Give back every item below word for word, leaving out the pictures.
start Dataset records
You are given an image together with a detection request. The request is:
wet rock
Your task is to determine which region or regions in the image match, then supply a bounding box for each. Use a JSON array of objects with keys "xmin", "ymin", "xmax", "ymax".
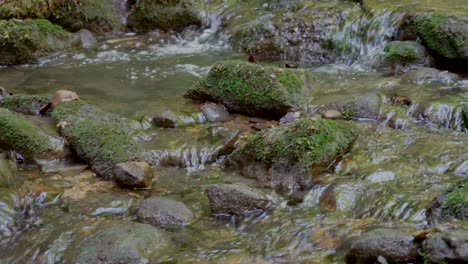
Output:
[
  {"xmin": 114, "ymin": 161, "xmax": 153, "ymax": 188},
  {"xmin": 324, "ymin": 94, "xmax": 382, "ymax": 119},
  {"xmin": 52, "ymin": 100, "xmax": 143, "ymax": 179},
  {"xmin": 75, "ymin": 29, "xmax": 97, "ymax": 49},
  {"xmin": 201, "ymin": 102, "xmax": 233, "ymax": 122},
  {"xmin": 0, "ymin": 152, "xmax": 17, "ymax": 188},
  {"xmin": 0, "ymin": 108, "xmax": 59, "ymax": 160},
  {"xmin": 229, "ymin": 118, "xmax": 358, "ymax": 189},
  {"xmin": 279, "ymin": 112, "xmax": 301, "ymax": 125},
  {"xmin": 412, "ymin": 12, "xmax": 468, "ymax": 69},
  {"xmin": 185, "ymin": 61, "xmax": 313, "ymax": 118},
  {"xmin": 422, "ymin": 230, "xmax": 468, "ymax": 264},
  {"xmin": 372, "ymin": 41, "xmax": 434, "ymax": 73},
  {"xmin": 426, "ymin": 183, "xmax": 468, "ymax": 225},
  {"xmin": 322, "ymin": 109, "xmax": 343, "ymax": 119},
  {"xmin": 231, "ymin": 1, "xmax": 361, "ymax": 63},
  {"xmin": 0, "ymin": 94, "xmax": 50, "ymax": 115},
  {"xmin": 346, "ymin": 228, "xmax": 419, "ymax": 264},
  {"xmin": 128, "ymin": 0, "xmax": 201, "ymax": 32},
  {"xmin": 76, "ymin": 222, "xmax": 169, "ymax": 264},
  {"xmin": 0, "ymin": 19, "xmax": 73, "ymax": 65},
  {"xmin": 137, "ymin": 197, "xmax": 195, "ymax": 230},
  {"xmin": 401, "ymin": 68, "xmax": 460, "ymax": 85},
  {"xmin": 205, "ymin": 184, "xmax": 269, "ymax": 216}
]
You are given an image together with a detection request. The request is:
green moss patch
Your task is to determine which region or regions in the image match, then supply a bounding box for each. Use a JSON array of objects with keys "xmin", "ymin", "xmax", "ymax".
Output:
end Dataset records
Correct answer
You are given an image together with a detection request. The request is:
wet rock
Your task is to determine which region or regions in the image match, then supply a bounding box for each. Use a JSON array of objects with keys "xmin", "ymin", "xmax", "ymax".
Output:
[
  {"xmin": 114, "ymin": 161, "xmax": 153, "ymax": 188},
  {"xmin": 324, "ymin": 94, "xmax": 382, "ymax": 119},
  {"xmin": 52, "ymin": 100, "xmax": 143, "ymax": 179},
  {"xmin": 75, "ymin": 29, "xmax": 97, "ymax": 49},
  {"xmin": 201, "ymin": 102, "xmax": 233, "ymax": 122},
  {"xmin": 0, "ymin": 152, "xmax": 17, "ymax": 188},
  {"xmin": 0, "ymin": 108, "xmax": 59, "ymax": 160},
  {"xmin": 229, "ymin": 118, "xmax": 358, "ymax": 189},
  {"xmin": 279, "ymin": 112, "xmax": 301, "ymax": 125},
  {"xmin": 412, "ymin": 12, "xmax": 468, "ymax": 69},
  {"xmin": 185, "ymin": 61, "xmax": 313, "ymax": 118},
  {"xmin": 422, "ymin": 230, "xmax": 468, "ymax": 264},
  {"xmin": 372, "ymin": 41, "xmax": 434, "ymax": 73},
  {"xmin": 426, "ymin": 183, "xmax": 468, "ymax": 225},
  {"xmin": 322, "ymin": 109, "xmax": 343, "ymax": 119},
  {"xmin": 231, "ymin": 1, "xmax": 361, "ymax": 63},
  {"xmin": 0, "ymin": 94, "xmax": 50, "ymax": 115},
  {"xmin": 346, "ymin": 228, "xmax": 419, "ymax": 264},
  {"xmin": 128, "ymin": 0, "xmax": 201, "ymax": 32},
  {"xmin": 76, "ymin": 222, "xmax": 169, "ymax": 264},
  {"xmin": 0, "ymin": 19, "xmax": 73, "ymax": 65},
  {"xmin": 137, "ymin": 197, "xmax": 195, "ymax": 230},
  {"xmin": 401, "ymin": 68, "xmax": 460, "ymax": 85},
  {"xmin": 205, "ymin": 184, "xmax": 269, "ymax": 216}
]
You are given an image together with a detection request. The request is:
green moss patch
Your task is to determine which region or regions in the image match, then supply a bounding box for each. Use a JSON array of objects with keys "xmin", "ymin", "xmax", "ymax".
Output:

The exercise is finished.